#### Stated task A
Could you give the passage about photographing Katie again, starting at "In all honesty, she" and ending at "I fail her.", swapping "frustrating" for "challenging"?
## BEGIN Given passage
In all honesty, she is one of those people I find most frustrating to photograph. This is not due to her being difficult to photography or because she is hard to work with. No, thats not it at all. It is because no matter how good I become, how technically proficient or gifted artistically, no matter how lucky I am with light or with timing the decisive moment, I will never do her justice. She when you see Katie in real life, you see just how pretty she is. This is something I have never been able to capture in an image. I really like the images I take of her, but they are not true representations of how attractive she is. The fail her. I fail her.

But when I work with Katie, I am always thinking in shadow. When you photograph someone, you are usually thinking just about what you want to show in the image, where the light falls and and what it creates as the dominant part of the image. But that is not how I think when I work with her. For in these moments, I am always thinking in shadow and what should be hidden from view. Somehow, Katie looks most interesting when appearing from darkness, nudging her way into the frame but not completely. In most of my images of her, she is desaturated and lurking in the corners, blending into a textured and pale background that she seamlessly disappears into.
## END Given passage
## BEGIN Material shown
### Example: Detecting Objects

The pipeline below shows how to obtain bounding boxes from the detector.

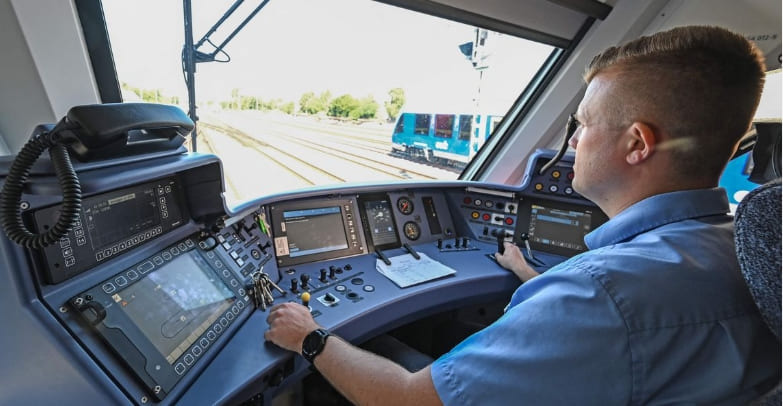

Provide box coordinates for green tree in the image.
[299,90,332,114]
[348,96,378,120]
[299,92,315,114]
[279,102,294,114]
[326,94,359,117]
[383,87,405,121]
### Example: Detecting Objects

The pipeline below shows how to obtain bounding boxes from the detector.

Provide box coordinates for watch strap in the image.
[302,328,331,364]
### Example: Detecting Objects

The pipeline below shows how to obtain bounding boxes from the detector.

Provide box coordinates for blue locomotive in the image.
[392,112,503,166]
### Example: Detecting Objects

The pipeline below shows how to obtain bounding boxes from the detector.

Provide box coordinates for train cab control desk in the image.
[0,151,606,404]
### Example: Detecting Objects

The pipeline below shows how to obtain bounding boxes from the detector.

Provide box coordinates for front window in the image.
[102,0,553,205]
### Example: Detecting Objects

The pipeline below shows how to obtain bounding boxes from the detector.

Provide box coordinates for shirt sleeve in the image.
[431,266,632,405]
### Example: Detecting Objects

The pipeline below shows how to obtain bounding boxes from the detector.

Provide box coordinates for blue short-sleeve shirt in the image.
[431,188,781,405]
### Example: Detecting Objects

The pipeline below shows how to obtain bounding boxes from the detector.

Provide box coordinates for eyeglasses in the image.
[538,113,582,175]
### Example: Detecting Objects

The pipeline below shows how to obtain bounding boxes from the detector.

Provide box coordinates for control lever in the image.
[300,292,310,309]
[519,233,544,266]
[495,230,506,255]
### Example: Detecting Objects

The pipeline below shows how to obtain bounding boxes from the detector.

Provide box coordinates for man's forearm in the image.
[315,336,441,405]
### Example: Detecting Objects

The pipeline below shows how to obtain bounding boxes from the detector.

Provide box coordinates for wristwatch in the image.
[302,328,330,364]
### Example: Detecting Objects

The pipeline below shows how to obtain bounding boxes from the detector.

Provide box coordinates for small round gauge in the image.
[402,221,421,241]
[397,196,413,215]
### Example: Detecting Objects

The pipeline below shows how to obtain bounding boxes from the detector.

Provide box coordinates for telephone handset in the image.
[0,103,194,248]
[58,103,193,161]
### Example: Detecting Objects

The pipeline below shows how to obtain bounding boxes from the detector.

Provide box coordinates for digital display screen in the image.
[528,204,592,251]
[83,187,160,251]
[112,251,236,364]
[364,199,399,247]
[282,206,348,258]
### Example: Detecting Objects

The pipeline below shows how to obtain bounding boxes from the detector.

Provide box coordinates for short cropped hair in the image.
[584,26,764,179]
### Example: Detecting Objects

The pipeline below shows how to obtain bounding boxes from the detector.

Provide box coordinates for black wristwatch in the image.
[302,328,330,364]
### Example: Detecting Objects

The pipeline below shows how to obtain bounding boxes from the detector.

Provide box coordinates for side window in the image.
[435,114,454,138]
[413,114,430,135]
[459,116,473,140]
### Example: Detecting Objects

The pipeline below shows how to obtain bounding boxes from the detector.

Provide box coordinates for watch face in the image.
[302,328,329,362]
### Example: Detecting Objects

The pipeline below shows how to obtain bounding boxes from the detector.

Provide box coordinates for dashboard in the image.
[0,150,606,404]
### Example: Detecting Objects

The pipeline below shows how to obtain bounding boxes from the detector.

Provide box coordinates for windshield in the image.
[103,0,553,205]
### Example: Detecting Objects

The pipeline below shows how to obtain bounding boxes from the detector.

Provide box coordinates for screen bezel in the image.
[356,193,402,251]
[70,238,252,401]
[269,198,365,266]
[514,198,608,257]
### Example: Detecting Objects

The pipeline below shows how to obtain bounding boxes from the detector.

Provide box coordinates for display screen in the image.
[364,199,399,247]
[84,186,160,251]
[528,204,592,251]
[112,251,236,364]
[282,206,348,258]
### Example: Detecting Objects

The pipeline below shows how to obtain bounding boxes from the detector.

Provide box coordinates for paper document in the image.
[375,252,457,288]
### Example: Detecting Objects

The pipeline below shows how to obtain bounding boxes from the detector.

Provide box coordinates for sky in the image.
[103,0,552,114]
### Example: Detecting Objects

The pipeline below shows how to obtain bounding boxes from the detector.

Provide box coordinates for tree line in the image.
[122,83,405,121]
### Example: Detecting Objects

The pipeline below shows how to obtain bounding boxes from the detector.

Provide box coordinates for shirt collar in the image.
[585,188,729,249]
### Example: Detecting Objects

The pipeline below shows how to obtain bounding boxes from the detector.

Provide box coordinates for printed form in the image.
[375,253,457,288]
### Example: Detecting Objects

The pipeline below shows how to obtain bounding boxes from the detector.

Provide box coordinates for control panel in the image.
[269,198,366,266]
[33,177,188,283]
[70,238,251,400]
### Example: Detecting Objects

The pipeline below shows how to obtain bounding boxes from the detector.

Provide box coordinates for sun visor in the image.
[380,0,612,48]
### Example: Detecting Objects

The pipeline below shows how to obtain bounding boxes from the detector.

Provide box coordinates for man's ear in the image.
[625,121,658,165]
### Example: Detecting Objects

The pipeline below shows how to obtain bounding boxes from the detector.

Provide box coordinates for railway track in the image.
[199,121,346,186]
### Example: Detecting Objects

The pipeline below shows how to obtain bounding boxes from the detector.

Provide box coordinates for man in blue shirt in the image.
[265,27,780,405]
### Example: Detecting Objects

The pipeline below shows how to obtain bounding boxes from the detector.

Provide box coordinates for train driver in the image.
[264,26,781,405]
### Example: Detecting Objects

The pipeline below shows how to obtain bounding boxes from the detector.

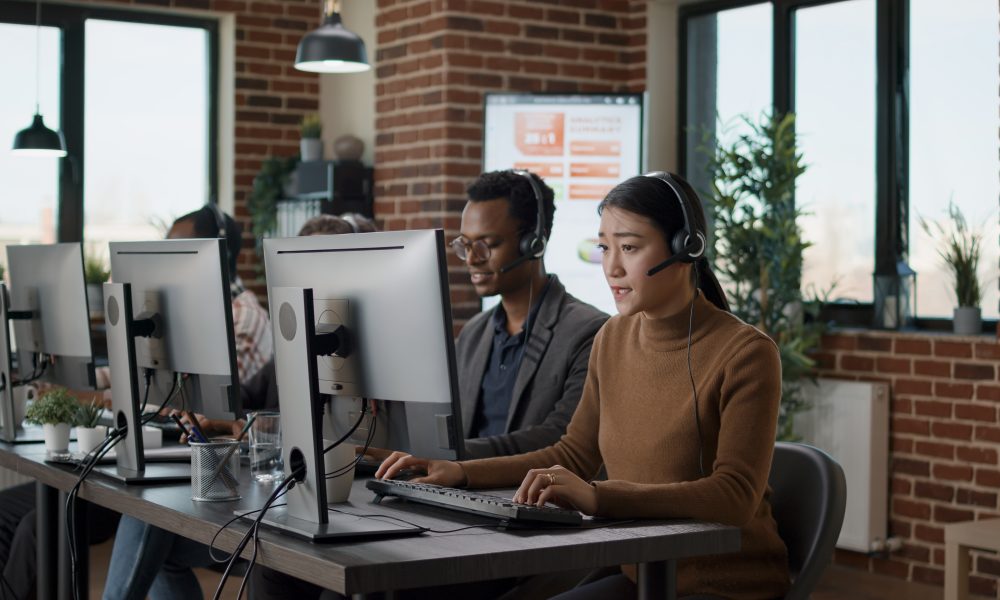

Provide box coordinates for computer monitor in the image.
[0,243,94,442]
[256,230,464,539]
[96,239,242,483]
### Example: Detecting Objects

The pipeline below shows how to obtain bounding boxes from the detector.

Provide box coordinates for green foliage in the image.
[83,256,111,283]
[920,201,983,308]
[76,398,103,427]
[301,114,323,139]
[24,387,80,425]
[706,114,825,440]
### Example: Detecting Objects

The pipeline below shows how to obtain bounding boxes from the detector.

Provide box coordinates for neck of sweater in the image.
[637,294,711,352]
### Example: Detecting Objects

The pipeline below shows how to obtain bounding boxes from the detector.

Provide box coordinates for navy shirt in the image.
[472,277,552,437]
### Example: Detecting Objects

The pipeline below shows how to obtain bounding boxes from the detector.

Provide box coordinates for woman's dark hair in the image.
[466,169,556,239]
[597,174,729,312]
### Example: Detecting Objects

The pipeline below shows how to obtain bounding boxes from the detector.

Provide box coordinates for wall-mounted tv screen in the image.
[483,93,645,314]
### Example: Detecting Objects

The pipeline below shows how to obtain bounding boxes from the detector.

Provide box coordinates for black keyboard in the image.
[366,479,583,525]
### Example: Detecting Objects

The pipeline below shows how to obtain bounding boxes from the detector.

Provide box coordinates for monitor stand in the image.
[252,287,424,542]
[94,283,191,484]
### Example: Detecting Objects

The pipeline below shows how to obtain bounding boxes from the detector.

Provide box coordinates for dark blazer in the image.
[456,275,608,458]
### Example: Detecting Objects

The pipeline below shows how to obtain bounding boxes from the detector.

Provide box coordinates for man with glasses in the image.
[451,170,608,458]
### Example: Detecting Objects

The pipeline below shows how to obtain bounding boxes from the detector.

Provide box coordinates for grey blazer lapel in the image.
[458,309,496,439]
[506,275,566,432]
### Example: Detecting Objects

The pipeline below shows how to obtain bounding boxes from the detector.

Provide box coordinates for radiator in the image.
[795,379,889,553]
[0,468,32,490]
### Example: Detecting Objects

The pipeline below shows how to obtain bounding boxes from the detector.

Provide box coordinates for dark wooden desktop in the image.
[0,444,740,598]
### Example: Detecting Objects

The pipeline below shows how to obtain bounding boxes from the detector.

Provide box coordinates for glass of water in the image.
[250,412,282,483]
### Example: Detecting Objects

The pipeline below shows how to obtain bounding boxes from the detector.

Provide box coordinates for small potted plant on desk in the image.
[299,114,323,161]
[920,202,983,335]
[83,256,111,319]
[76,397,108,454]
[24,387,80,456]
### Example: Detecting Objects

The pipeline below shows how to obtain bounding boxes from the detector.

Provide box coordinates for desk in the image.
[0,444,740,598]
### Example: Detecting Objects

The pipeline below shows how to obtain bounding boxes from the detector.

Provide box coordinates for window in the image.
[909,0,1000,319]
[0,0,218,260]
[0,23,62,266]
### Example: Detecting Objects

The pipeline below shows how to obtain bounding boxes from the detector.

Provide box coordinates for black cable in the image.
[687,288,705,477]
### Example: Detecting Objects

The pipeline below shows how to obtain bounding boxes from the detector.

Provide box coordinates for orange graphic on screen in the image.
[514,112,565,156]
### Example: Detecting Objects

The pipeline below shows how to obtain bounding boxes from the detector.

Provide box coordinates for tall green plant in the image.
[706,114,825,440]
[920,201,983,308]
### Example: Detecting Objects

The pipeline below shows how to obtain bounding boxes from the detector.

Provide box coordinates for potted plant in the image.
[24,387,80,455]
[920,202,983,335]
[299,114,323,161]
[83,256,111,319]
[76,397,108,454]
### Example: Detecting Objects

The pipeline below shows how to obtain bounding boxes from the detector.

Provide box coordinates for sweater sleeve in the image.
[460,329,604,488]
[595,336,781,526]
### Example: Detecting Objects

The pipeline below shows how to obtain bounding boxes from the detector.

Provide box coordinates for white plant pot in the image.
[299,138,323,162]
[76,425,108,454]
[42,423,69,454]
[952,306,983,335]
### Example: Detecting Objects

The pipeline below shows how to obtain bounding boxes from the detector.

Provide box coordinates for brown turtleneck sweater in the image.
[461,295,789,599]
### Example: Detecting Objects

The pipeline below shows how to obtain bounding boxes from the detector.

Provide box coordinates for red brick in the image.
[934,340,972,358]
[913,400,951,418]
[840,354,875,371]
[913,481,955,502]
[892,379,933,396]
[933,464,972,481]
[913,523,944,544]
[976,469,1000,488]
[955,402,997,423]
[955,446,997,465]
[955,363,995,380]
[934,381,973,400]
[875,356,910,375]
[931,422,972,440]
[934,504,975,523]
[893,338,931,355]
[913,360,951,377]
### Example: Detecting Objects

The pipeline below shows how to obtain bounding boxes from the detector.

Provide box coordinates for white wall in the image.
[316,0,376,165]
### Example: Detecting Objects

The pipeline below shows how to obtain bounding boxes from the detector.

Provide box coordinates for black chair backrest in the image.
[768,442,847,600]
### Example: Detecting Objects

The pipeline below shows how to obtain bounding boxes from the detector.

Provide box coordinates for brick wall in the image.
[374,0,646,327]
[818,332,1000,597]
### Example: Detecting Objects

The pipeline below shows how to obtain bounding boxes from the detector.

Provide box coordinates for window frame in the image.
[0,0,220,242]
[677,0,998,333]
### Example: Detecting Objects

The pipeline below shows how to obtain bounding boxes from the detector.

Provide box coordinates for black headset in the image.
[646,171,708,277]
[500,169,546,273]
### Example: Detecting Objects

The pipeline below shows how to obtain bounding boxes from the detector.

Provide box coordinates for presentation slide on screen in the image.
[483,94,643,314]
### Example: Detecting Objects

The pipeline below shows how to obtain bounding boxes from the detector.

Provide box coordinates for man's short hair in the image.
[467,169,556,239]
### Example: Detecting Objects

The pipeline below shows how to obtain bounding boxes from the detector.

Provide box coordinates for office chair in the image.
[768,442,847,600]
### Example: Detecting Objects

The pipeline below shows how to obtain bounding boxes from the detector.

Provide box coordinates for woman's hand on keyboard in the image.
[514,465,597,515]
[375,452,466,487]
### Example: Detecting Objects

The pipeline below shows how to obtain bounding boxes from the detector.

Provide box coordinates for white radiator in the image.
[795,379,889,553]
[0,468,32,490]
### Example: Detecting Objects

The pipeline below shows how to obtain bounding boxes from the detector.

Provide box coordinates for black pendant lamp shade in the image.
[13,113,66,157]
[295,0,371,73]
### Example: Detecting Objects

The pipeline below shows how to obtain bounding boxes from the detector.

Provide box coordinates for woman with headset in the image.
[376,172,789,599]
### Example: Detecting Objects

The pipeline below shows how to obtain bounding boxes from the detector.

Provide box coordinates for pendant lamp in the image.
[295,0,371,73]
[12,0,66,157]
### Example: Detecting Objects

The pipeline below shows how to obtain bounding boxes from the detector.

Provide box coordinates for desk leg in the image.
[944,541,970,600]
[637,560,677,600]
[35,483,59,600]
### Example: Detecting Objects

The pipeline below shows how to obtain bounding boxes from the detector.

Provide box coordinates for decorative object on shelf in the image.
[333,133,365,160]
[299,114,323,161]
[83,255,111,319]
[12,0,66,158]
[920,202,983,335]
[295,0,371,73]
[76,397,108,454]
[702,114,829,441]
[24,387,80,456]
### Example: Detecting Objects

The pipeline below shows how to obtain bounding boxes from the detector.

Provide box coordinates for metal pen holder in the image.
[190,438,240,502]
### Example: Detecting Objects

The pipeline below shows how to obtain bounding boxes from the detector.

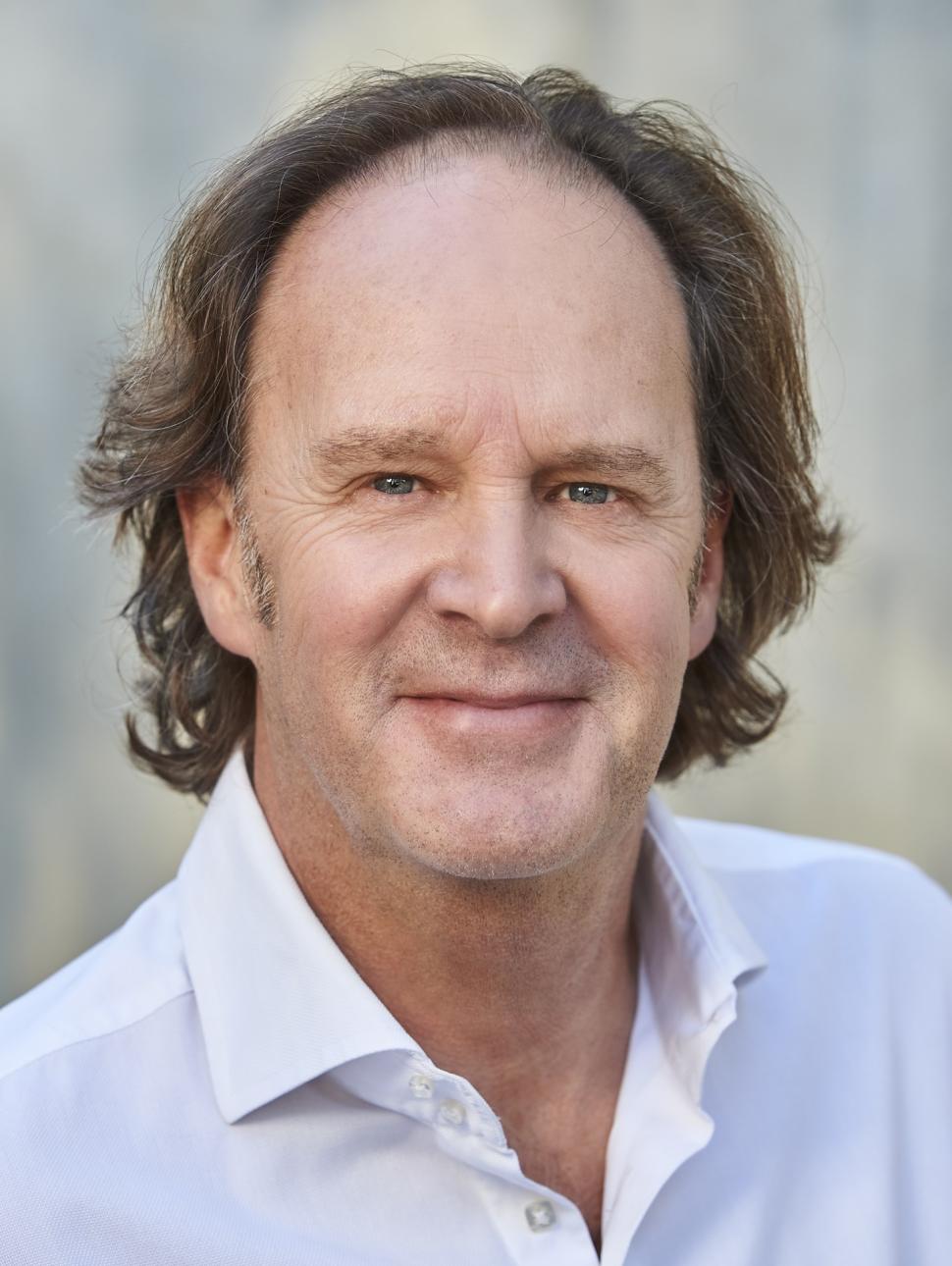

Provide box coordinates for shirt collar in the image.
[178,751,422,1123]
[634,791,767,1080]
[178,751,766,1123]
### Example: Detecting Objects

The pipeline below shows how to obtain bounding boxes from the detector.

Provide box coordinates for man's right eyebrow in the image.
[310,425,446,467]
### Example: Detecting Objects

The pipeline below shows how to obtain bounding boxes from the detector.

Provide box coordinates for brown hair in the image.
[79,64,839,798]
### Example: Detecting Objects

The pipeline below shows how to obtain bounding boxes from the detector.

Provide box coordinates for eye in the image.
[552,482,617,505]
[371,475,416,497]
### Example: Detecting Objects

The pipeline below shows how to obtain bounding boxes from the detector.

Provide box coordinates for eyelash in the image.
[367,471,628,505]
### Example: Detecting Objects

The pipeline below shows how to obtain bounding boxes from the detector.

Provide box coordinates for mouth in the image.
[401,695,585,739]
[407,694,577,708]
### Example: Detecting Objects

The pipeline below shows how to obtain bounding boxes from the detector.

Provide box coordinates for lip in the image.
[400,695,585,741]
[406,693,577,708]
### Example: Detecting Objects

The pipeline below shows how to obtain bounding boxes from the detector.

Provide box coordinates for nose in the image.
[428,494,567,641]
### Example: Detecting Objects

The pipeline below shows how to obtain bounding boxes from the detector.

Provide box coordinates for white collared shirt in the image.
[0,754,952,1266]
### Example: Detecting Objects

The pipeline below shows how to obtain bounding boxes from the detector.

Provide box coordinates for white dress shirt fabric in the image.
[0,754,952,1266]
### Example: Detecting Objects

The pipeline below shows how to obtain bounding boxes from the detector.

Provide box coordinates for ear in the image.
[687,490,733,659]
[175,479,254,659]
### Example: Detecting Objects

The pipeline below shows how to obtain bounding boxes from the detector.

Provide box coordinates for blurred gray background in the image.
[0,0,952,1001]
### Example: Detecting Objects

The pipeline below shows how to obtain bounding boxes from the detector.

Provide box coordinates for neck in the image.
[254,739,642,1142]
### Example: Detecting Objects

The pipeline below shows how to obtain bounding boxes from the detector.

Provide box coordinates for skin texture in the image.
[179,145,724,1244]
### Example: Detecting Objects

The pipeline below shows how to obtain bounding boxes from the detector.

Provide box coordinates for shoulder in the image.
[0,882,191,1090]
[677,818,952,992]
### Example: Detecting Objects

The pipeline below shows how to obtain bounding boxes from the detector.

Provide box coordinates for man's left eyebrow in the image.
[310,427,672,494]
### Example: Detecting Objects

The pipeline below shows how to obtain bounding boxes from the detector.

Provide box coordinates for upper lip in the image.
[409,690,577,708]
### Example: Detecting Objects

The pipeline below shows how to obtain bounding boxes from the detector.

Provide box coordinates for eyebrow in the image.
[310,425,672,495]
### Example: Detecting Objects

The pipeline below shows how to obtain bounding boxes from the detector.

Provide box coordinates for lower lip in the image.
[402,697,582,737]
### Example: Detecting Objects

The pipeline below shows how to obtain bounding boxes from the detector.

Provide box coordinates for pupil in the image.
[568,484,608,505]
[374,475,413,493]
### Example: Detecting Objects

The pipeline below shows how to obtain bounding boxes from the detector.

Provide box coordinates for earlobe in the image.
[687,492,733,659]
[175,480,253,659]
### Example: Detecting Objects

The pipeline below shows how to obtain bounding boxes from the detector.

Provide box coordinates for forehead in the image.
[245,145,693,457]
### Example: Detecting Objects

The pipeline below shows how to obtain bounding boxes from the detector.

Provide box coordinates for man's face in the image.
[230,147,719,878]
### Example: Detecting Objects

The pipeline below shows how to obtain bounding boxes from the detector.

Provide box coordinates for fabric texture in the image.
[0,754,952,1266]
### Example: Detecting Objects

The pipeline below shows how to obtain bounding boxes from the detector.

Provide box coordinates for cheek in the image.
[269,537,414,678]
[584,554,690,681]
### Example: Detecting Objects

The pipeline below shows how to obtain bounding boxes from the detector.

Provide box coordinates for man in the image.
[0,67,952,1266]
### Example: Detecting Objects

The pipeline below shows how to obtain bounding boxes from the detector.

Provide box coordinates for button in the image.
[525,1200,555,1231]
[438,1099,466,1126]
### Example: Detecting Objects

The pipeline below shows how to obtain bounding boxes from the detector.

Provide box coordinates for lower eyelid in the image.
[364,471,625,505]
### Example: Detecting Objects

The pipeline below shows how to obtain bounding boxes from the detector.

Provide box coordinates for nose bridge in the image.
[431,488,566,638]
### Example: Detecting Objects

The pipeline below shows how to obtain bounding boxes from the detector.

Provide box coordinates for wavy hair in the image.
[79,62,840,799]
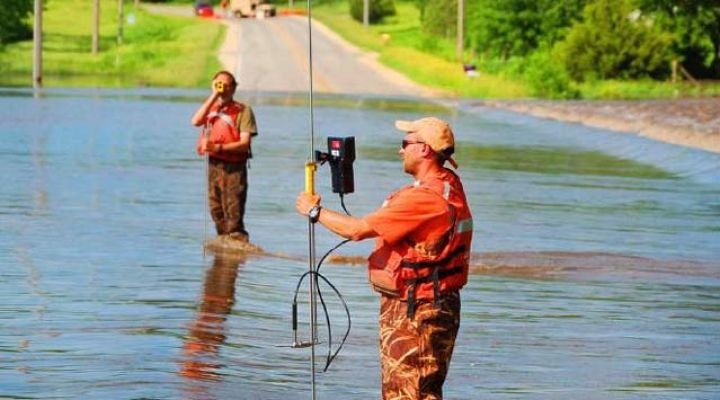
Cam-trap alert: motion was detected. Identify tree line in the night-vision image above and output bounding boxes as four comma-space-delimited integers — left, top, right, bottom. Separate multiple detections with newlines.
349, 0, 720, 97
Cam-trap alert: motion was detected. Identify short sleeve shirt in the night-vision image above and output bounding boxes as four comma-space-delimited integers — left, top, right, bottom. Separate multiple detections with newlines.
364, 186, 452, 244
236, 104, 257, 136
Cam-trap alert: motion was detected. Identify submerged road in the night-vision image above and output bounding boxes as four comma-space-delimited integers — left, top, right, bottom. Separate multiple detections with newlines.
220, 16, 431, 96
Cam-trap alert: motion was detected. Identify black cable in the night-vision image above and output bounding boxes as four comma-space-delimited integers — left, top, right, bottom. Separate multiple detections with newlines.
292, 193, 352, 372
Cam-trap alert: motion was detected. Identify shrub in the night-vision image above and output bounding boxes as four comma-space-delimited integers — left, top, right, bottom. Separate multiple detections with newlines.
350, 0, 396, 24
524, 51, 580, 99
557, 0, 672, 81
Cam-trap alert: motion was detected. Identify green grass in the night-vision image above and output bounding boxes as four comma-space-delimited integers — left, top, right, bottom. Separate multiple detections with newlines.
0, 0, 225, 87
313, 1, 720, 99
313, 2, 528, 98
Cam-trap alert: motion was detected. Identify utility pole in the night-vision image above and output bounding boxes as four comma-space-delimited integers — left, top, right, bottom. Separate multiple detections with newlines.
33, 0, 42, 90
363, 0, 370, 29
117, 0, 125, 46
92, 0, 100, 54
455, 0, 465, 62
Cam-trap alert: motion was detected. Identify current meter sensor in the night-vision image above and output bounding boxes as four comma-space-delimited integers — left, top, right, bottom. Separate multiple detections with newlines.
315, 136, 355, 194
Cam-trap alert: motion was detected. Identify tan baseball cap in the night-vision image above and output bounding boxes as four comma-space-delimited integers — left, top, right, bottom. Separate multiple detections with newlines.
395, 117, 458, 169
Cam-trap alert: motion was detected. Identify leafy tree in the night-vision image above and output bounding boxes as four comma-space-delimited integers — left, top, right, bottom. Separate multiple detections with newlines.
558, 0, 672, 81
639, 0, 720, 79
350, 0, 396, 24
0, 0, 33, 46
524, 50, 580, 99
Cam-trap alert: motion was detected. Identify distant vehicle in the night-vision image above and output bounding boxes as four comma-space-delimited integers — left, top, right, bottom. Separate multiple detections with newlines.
230, 0, 276, 18
193, 0, 215, 18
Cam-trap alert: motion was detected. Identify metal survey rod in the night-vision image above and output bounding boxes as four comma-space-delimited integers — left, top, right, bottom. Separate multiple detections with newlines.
305, 0, 317, 400
33, 0, 42, 90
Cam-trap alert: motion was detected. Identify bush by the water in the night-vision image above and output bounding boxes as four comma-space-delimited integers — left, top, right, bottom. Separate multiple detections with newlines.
524, 50, 580, 99
559, 0, 672, 81
350, 0, 396, 24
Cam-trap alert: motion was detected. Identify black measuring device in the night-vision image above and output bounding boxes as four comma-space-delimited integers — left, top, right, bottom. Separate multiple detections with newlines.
315, 136, 355, 194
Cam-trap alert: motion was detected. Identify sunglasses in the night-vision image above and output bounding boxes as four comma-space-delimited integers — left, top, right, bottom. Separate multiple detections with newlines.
402, 140, 426, 149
## END Material shown
#### Stated task B
Can you repeat the records word for word, starting at the line containing "Cam-trap alert: motion was detected. Identify current" and ending at the line containing "193, 0, 215, 18"?

#### Result A
In all honesty, she is one of those people I find most challenging to photograph. This is not due to her being difficult to photography or because she is hard to work with. No, thats not it at all. It is because no matter how good I become, how technically proficient or gifted artistically, no matter how lucky I am with light or with timing the decisive moment, I will never do her justice. She when you see Katie in real life, you see just how pretty she is. This is something I have never been able to capture in an image. I really like the images I take of her, but they are not true representations of how attractive she is. The fail her. I fail her.

#### Result B
Cam-trap alert: motion was detected. Identify current meter sensor in the night-vision image above and output bounding boxes as four comma-space-delimited integers — left, top, right, bottom. Separate multiple detections with newlines.
315, 136, 355, 194
Cam-trap alert: motion was detected. Identify tan baseball cap in the night-vision image above and output bounding boxes as four comma-space-delimited integers — left, top, right, bottom. Separate multiple detections with newlines.
395, 117, 458, 169
Cam-trap alert: motion was detected. Identify leafy tree in the night-vision image above and output bounding boxes as four comma-space-delimited integers — left, top, right, bottom. Separate multiple detections with newlines.
558, 0, 672, 81
639, 0, 720, 79
350, 0, 396, 24
0, 0, 33, 46
524, 50, 580, 99
Cam-trap alert: motion was detected. Identify distant vehicle in the night-vision image above and output bounding boxes as four comma-space-delimited integers — left, top, right, bottom. Separate multiple detections with newlines.
230, 0, 276, 18
193, 0, 215, 18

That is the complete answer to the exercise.